**ACTIVITY LIST:**
**1)** Answer from the text on Prout and co-operatives:
(a) What example ratio is given for keeping co-op salaries within a fixed range?
(b) How are profits divided among co-op members?
(c) According to the text, what that Marx spoke of is eliminated along with the worker/management tension?
**2)** Resume the text on Prout and co-operatives, carrying it on from its final sentence.

**DOCUMENT EXCERPT:**
= = = = = = =
Prout’s understanding of an evolutionary impetus to life informs Prout principles and policies. Prout favours the co-operative model of enterprise. Key features of co-ops include members creating them to co-operatively work for their individual and collective welfare. Workers decide salaries on a rational basis understood and accepted by all. Salaries are kept within a fixed ratio, e.g. 5:1, where the highest salary doesn’t exceed five times the lowest. Profits are shared equally amongst the members. Co-ops espouse social values and often seek to benefit their local community. Co-ops reflect evolution, whose style can be summed up as synergy.
The co-op ethos contrasts with the less-evolved survival-dominated connection that most people have with their work. Consider how ideas of work and life are so closely intertwined that we refer to work as ‘earning a living’. The ‘earning’ part of this equation often means working for a company whose purpose is to transform human energy into material gain for the owners in a quid pro quo exchange. The lack of recognition of anything more worthy of human life’s dedication, degrades the ‘living’ part to a material value. Furthermore, this reliance on employment misplaces the psychological traits of servitude and dependence. When we extend the understanding of our potential to spiritual realization as Prout does, the sense of dependence on a tirelessly benevolent source, and the inspiration to serve as its embodiment in this world, become positive traits. Servitude to and dependence on the pleasure of a company owner in today’s work culture subordinate the human being within material values and impede the evolutionary impulse.
The dichotomy of interests between workers and owners in present-day labor relations gives rise to trade unions on one hand and the influence of money in politics on the other. Had trade unions been able to reject the identity of servitude in work culture rather than merely seeking to improve conditions within it, they might have seen the beckoning light of co-operatives. So much of the workers’ dilemma is resolved through co-ops. The worker / management tension inherent in conflicting owner / employee interests, is eliminated with worker ownership. The alienation of workers from the means of production that Marx spoke of is also eliminated. The toxic culture of insecurity in the corporate work environment and the sociopathic values it gives rise to, are replaced in the co-op model with the values of cooperation for the wellbeing of one and all.
= = = = = = =
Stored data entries
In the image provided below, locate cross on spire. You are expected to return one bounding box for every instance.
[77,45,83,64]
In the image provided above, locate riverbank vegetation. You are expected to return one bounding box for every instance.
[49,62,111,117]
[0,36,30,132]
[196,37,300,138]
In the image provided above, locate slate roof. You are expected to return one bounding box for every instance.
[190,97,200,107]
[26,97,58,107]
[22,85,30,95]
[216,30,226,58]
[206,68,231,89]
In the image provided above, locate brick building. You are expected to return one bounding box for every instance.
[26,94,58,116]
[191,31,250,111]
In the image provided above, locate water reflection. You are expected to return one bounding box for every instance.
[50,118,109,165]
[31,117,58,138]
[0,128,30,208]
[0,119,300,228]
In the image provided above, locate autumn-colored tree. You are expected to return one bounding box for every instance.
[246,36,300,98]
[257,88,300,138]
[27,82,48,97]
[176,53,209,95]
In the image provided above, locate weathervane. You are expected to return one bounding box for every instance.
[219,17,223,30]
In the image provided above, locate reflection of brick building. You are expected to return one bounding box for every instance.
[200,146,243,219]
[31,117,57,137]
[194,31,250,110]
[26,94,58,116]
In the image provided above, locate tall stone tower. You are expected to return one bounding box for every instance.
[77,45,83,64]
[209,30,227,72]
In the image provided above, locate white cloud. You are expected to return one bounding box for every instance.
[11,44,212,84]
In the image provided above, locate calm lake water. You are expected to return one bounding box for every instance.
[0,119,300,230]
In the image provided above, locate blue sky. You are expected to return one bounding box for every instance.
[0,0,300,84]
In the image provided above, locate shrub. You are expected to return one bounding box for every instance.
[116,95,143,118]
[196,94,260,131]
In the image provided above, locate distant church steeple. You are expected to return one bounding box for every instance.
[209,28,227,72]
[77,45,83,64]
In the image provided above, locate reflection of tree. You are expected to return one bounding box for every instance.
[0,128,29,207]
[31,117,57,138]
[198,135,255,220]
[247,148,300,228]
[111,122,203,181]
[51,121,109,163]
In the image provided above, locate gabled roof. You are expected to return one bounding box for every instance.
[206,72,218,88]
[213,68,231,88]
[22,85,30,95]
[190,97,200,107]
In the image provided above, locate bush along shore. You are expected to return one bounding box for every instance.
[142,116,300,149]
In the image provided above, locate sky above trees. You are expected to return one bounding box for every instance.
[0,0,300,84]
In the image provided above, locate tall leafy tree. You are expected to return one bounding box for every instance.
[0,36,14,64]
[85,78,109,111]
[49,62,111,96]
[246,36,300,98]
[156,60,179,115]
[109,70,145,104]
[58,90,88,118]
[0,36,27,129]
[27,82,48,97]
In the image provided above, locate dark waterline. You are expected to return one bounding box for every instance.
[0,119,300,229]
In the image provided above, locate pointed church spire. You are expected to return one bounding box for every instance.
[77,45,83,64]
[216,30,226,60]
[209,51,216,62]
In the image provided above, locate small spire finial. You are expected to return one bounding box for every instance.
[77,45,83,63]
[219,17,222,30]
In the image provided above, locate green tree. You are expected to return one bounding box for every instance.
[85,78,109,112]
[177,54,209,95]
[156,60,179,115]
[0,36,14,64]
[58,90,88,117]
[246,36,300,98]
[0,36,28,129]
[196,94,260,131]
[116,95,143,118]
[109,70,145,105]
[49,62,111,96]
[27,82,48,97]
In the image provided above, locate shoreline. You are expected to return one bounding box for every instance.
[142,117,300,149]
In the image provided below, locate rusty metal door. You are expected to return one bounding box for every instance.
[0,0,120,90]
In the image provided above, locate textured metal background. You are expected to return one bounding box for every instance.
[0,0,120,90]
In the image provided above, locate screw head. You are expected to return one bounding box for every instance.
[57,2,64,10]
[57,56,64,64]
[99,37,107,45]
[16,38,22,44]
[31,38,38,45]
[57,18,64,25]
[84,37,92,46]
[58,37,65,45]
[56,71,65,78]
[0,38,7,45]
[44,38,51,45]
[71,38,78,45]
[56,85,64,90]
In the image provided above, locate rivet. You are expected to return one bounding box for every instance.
= = = = = = =
**ANSWERS BY ITEM NUMBER:**
**1)**
(a) 5:1, meaning the highest salary doesn't exceed five times the lowest.
(b) They are shared equally among the members.
(c) The alienation of workers from the means of production.

**2)**
Humans are evolutionary beings and we are bound always to refine our organizing systems to better serve our developmental needs. Prout’s psycho-economy answers the need for economics to remain reactively and proactively focused on all round well-being. And just as electricity was an inevitable and transforming development of physical technology, co-ops are an inevitable and transforming advance-in-waiting in our psychic technology. Human foibles play a part in all human endeavors. Co-ops are no exception but the synergy that is evident in the complex and thriving community of cells that is our physical body, reflects that systems that incorporate synergy harness the powerful and irresistible force of evolution.
*The four parts of Prout’s quadri-dimensional economy are: People’s Economy – focusing on basic necessities; Psycho-Economy – focusing on the psychological dimension; Commercial Economy – focusing on efficiency; and General Economy – dealing with macro-economics and economic theory. A full exposition can be found in ‘A Few Problems Solved, Part 7’, under Quadri-dimensional Economy.